### Challenge
Quote the records that follow in full and exactly; leave out the pictures.

● ● ● ● ●

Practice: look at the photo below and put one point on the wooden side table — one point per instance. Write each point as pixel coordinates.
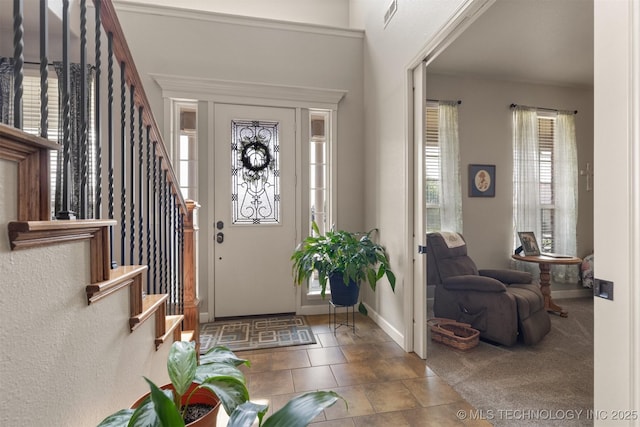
(545, 262)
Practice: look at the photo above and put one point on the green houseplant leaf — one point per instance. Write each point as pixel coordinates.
(119, 419)
(301, 410)
(245, 414)
(181, 365)
(356, 256)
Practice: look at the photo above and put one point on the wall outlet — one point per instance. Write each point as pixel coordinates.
(391, 10)
(603, 289)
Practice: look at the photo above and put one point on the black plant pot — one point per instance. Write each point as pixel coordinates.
(341, 293)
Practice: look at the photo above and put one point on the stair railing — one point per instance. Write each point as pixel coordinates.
(108, 138)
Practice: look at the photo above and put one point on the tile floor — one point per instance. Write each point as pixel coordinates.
(383, 385)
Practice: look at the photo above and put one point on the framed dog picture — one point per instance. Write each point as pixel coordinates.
(529, 243)
(482, 180)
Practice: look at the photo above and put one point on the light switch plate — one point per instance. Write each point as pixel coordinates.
(603, 289)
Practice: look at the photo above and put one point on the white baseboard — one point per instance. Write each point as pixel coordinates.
(395, 334)
(312, 310)
(572, 293)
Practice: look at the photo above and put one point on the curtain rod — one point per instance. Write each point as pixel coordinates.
(539, 108)
(437, 100)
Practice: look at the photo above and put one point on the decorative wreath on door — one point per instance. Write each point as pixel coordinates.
(255, 157)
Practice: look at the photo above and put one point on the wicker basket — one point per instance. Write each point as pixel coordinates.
(460, 336)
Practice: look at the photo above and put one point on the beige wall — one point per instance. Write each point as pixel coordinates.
(213, 46)
(389, 54)
(485, 132)
(325, 12)
(64, 363)
(617, 208)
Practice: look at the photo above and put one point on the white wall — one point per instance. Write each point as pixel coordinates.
(617, 210)
(212, 46)
(485, 132)
(62, 362)
(325, 12)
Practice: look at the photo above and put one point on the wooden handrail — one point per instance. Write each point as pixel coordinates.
(111, 24)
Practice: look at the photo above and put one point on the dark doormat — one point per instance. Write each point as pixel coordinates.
(253, 333)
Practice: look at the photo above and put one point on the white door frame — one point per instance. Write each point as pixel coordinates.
(215, 91)
(415, 306)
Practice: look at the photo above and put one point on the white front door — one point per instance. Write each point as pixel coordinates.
(254, 223)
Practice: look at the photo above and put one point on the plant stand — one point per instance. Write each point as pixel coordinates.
(334, 307)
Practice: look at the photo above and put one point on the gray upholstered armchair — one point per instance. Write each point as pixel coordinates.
(503, 305)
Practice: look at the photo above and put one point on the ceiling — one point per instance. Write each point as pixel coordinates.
(541, 41)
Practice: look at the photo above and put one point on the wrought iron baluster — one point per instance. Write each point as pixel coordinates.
(140, 189)
(156, 176)
(148, 220)
(132, 198)
(44, 69)
(66, 212)
(172, 250)
(82, 193)
(98, 116)
(161, 229)
(123, 163)
(111, 142)
(167, 229)
(18, 61)
(181, 252)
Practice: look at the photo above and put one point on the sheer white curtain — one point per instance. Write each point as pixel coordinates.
(451, 193)
(526, 176)
(565, 181)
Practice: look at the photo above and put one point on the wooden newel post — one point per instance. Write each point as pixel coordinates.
(191, 301)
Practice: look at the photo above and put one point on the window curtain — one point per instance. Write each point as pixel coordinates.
(565, 180)
(6, 91)
(526, 178)
(75, 101)
(451, 193)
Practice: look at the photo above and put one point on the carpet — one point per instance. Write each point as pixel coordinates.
(252, 333)
(547, 384)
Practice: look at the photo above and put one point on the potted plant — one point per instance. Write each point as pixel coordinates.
(216, 380)
(345, 259)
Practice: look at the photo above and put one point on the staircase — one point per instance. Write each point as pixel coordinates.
(94, 297)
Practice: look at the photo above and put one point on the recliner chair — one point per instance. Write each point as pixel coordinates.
(504, 305)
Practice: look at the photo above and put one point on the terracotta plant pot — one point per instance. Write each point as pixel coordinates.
(202, 396)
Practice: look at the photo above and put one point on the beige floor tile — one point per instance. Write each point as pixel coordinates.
(343, 422)
(260, 362)
(389, 419)
(290, 360)
(326, 356)
(432, 391)
(265, 384)
(360, 352)
(357, 403)
(383, 385)
(436, 416)
(399, 368)
(327, 340)
(390, 396)
(313, 378)
(347, 374)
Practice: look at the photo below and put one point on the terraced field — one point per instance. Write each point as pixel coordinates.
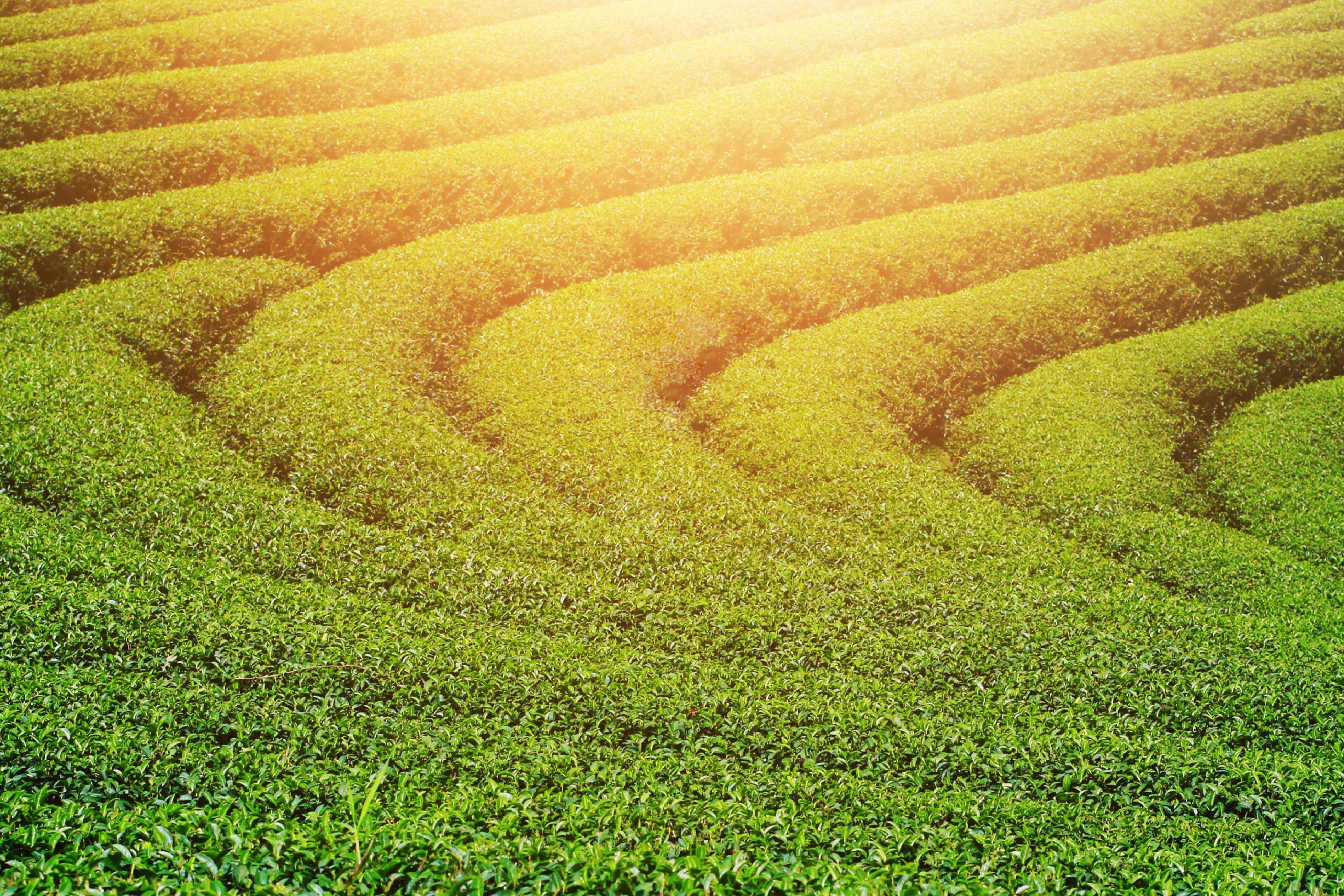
(654, 447)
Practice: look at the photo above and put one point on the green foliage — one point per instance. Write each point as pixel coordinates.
(258, 34)
(330, 213)
(119, 165)
(694, 319)
(109, 14)
(1320, 15)
(18, 7)
(1073, 97)
(1107, 443)
(823, 402)
(320, 368)
(1277, 467)
(620, 544)
(409, 70)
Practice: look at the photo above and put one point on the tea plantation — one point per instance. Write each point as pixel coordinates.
(672, 447)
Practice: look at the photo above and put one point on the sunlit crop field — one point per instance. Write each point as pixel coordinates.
(672, 447)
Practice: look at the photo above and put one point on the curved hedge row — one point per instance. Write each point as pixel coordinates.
(18, 7)
(109, 14)
(93, 629)
(821, 404)
(1103, 443)
(1073, 97)
(125, 164)
(101, 424)
(1323, 15)
(335, 211)
(375, 336)
(1277, 467)
(580, 384)
(414, 69)
(260, 34)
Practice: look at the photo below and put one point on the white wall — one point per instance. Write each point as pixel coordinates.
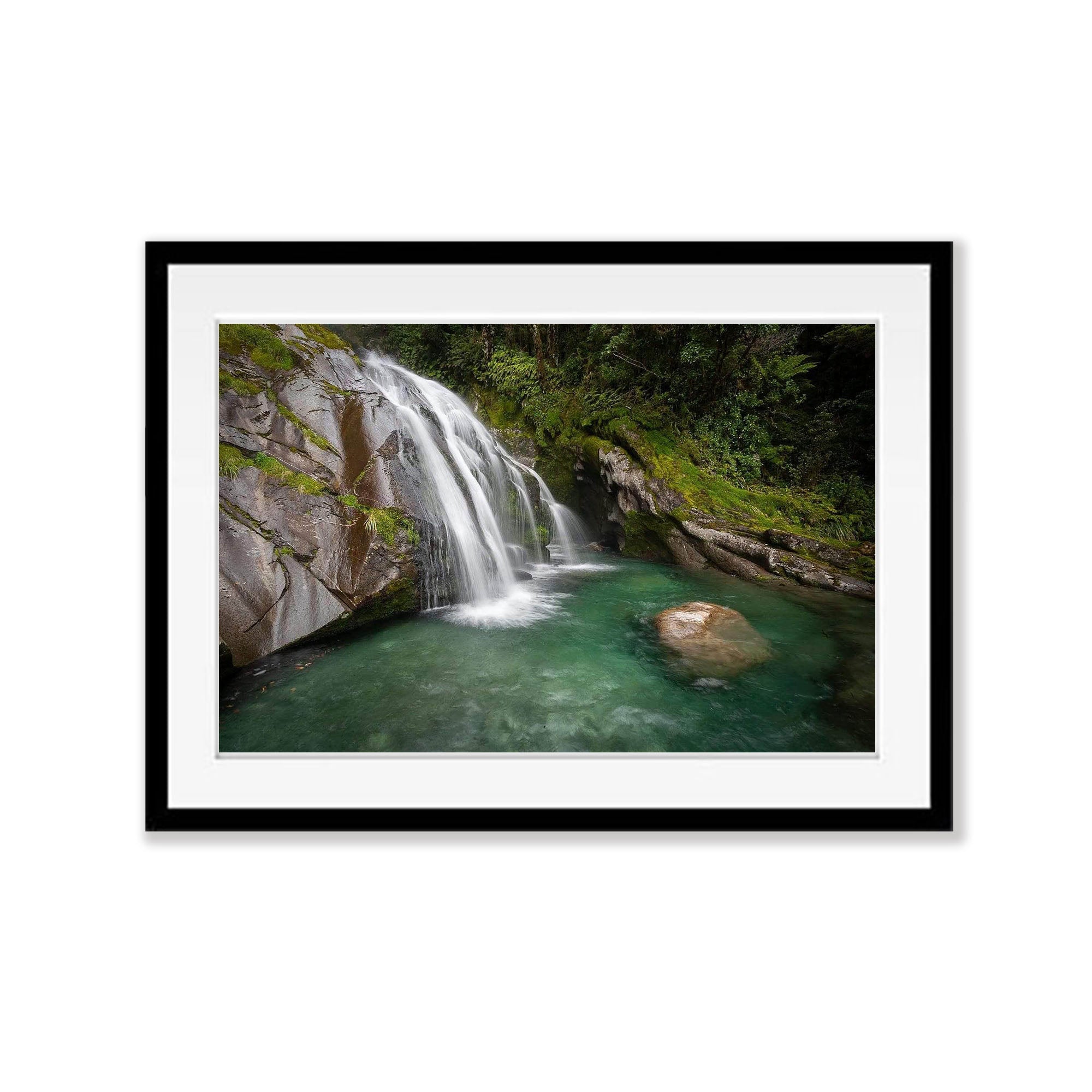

● ● ● ● ●

### Answer to this problem
Practice: look at the photo below and put one point on the wooden side table — one point per instance. Write each point as pixel coordinates.
(545, 262)
Practice: look at the photo above and put one point on the green houseplant leaf — one point per instance. Write each point as pixel coordinates.
(119, 419)
(301, 410)
(245, 414)
(181, 365)
(356, 256)
Practice: look at the photo above and put one point on the wall outlet — one point per instance. Write each point as pixel coordinates.
(391, 10)
(603, 289)
Practice: look at the photo above and put one point on the black plant pot — one point per instance. Write each point as pixel coordinates.
(341, 293)
Practice: look at the photo above and put one point on the stair railing — one point per instance. Write each point as pixel coordinates.
(108, 138)
Practice: look at the photo above and put one point on the tile floor — one point per instance. Write each point as pixel coordinates.
(383, 385)
Practice: look at the photo above and put one point on the framed dog picture — one point per instance. Write each point as pixel coordinates.
(529, 243)
(482, 180)
Practice: look at the photo above and put one point on the light switch plate — one point per instance. Write each point as pixel coordinates.
(603, 289)
Practice: look at the photo above and put one point on the white baseboard — one point per instance. Write each point as pixel coordinates.
(395, 334)
(312, 310)
(572, 293)
Practice: look at the photo above and put one point on the curtain rod — one point per instance. Write each point as pixel coordinates.
(539, 108)
(437, 100)
Practice: look at the photo above and put one point on the decorative wreath on door — one point per instance. Write each point as pixel coordinates.
(255, 157)
Practice: look at the photo above and put one point on the wicker basket — one point per instance. Write each point as pixel coordinates.
(460, 336)
Practice: look at the photo above and put one point on the beige wall — one point per instance. Write each point as pixel coordinates.
(213, 46)
(389, 54)
(485, 132)
(325, 12)
(64, 363)
(617, 208)
Practice: look at the photo above and put one point on the white wall — one point per instance. Write each point as pixel coordinates.
(617, 210)
(212, 46)
(485, 132)
(62, 362)
(325, 12)
Practice: look at the photo above and put one point on the wooden handrail — one point per instance. Write each point as pixel coordinates.
(111, 24)
Practice: look at the photo above and put one point on the dark doormat — one point per instance. Write each point as pixel coordinates.
(253, 333)
Practice: look at the photo above and put one point on the white door frame — one point per instance. Write each point as pixel coordinates.
(215, 91)
(415, 306)
Practice: look at the photo above and put one point on the white front door — one point per instance. Write each point as pixel coordinates.
(254, 223)
Practice: look at the photo above and put one point on the plant stand — one point per instance. Write each point as pixel coordinates.
(334, 307)
Practice: look at the photo above and put one point on the gray upholstered armchair — one point per instance. Write each point as pixel coordinates.
(503, 305)
Practice: look at the photo above and put one point on the ceiling — one point per instance. Write each point as pixel coordinates.
(541, 41)
Practice: look at the photo above and put one point on the wrought iron baluster — one point per instance. Write each point as pixel coordinates.
(140, 189)
(156, 176)
(148, 220)
(132, 198)
(44, 69)
(66, 212)
(172, 250)
(82, 193)
(98, 116)
(161, 229)
(123, 163)
(111, 142)
(167, 229)
(18, 61)
(181, 252)
Practice: look at the photo above and put one point on the sheer white curtain — one point per instance. Write each point as pixel coordinates.
(451, 193)
(526, 176)
(565, 181)
Practice: look at the photo above and put one point on the wooden newel post — one point per instance. Write each point as pixel coordinates.
(191, 301)
Practice: look at the photo above and put one point on the window curtain — one point per instance. Write each point as pixel coordinates.
(565, 180)
(6, 91)
(526, 178)
(75, 101)
(451, 193)
Practice: look at the photo above and put one point on the carpet — one point per instance. Write each point as pixel coordinates.
(252, 333)
(547, 384)
Practice: look at the photo above and put one point on the potted plant — one point per instance. Write each point as pixel coordinates.
(216, 380)
(345, 259)
Practice: look at the photo above and put one point on the staircase — one point per instance. Write each point as pixel coordinates.
(94, 297)
Practice: look at the photo above and put one point on the recliner chair — one point per instance. Write each point as pixel coordinates.
(504, 305)
Practice: look at the photo above and put one point on the terracotta plant pot — one point per instance. Write each point as pixel coordinates.
(202, 396)
Practice: look at the photo above and put one point on the beige floor tile — one point per instance. Write each point as pixel coordinates.
(343, 422)
(260, 362)
(389, 419)
(290, 360)
(326, 356)
(432, 391)
(265, 384)
(360, 352)
(357, 403)
(383, 385)
(436, 416)
(399, 368)
(327, 340)
(390, 396)
(313, 378)
(347, 374)
Practice: look at the photo below and put one point on the terraced field — one point per instance. Write each point as pixel coordinates.
(654, 447)
Practice: look at the photo above and put one point on the green foliage — one point per instance. Write each point as pixel coordinates.
(258, 34)
(330, 213)
(119, 165)
(694, 319)
(109, 14)
(1320, 15)
(18, 7)
(1073, 97)
(1107, 443)
(823, 402)
(320, 368)
(1277, 467)
(620, 544)
(409, 70)
Practice: look at the photo above and put one point on the tea plantation — one point per instance. Write each point as pixel coordinates.
(672, 447)
Practice: look at the photo above and put one point on the sunlit crop field — one point per instance. Write each point as pixel coordinates.
(672, 447)
Practice: look at the photo above and put one point on the curved hedge row — one point per instance. Write each point as pixel coordinates.
(18, 7)
(109, 14)
(93, 629)
(821, 404)
(1103, 443)
(1073, 97)
(125, 164)
(101, 424)
(1323, 15)
(335, 211)
(375, 336)
(1277, 467)
(580, 384)
(414, 69)
(260, 34)
Practice: look at the photo below and put one point on the white wall — one point per instance. Write each point as pixel coordinates.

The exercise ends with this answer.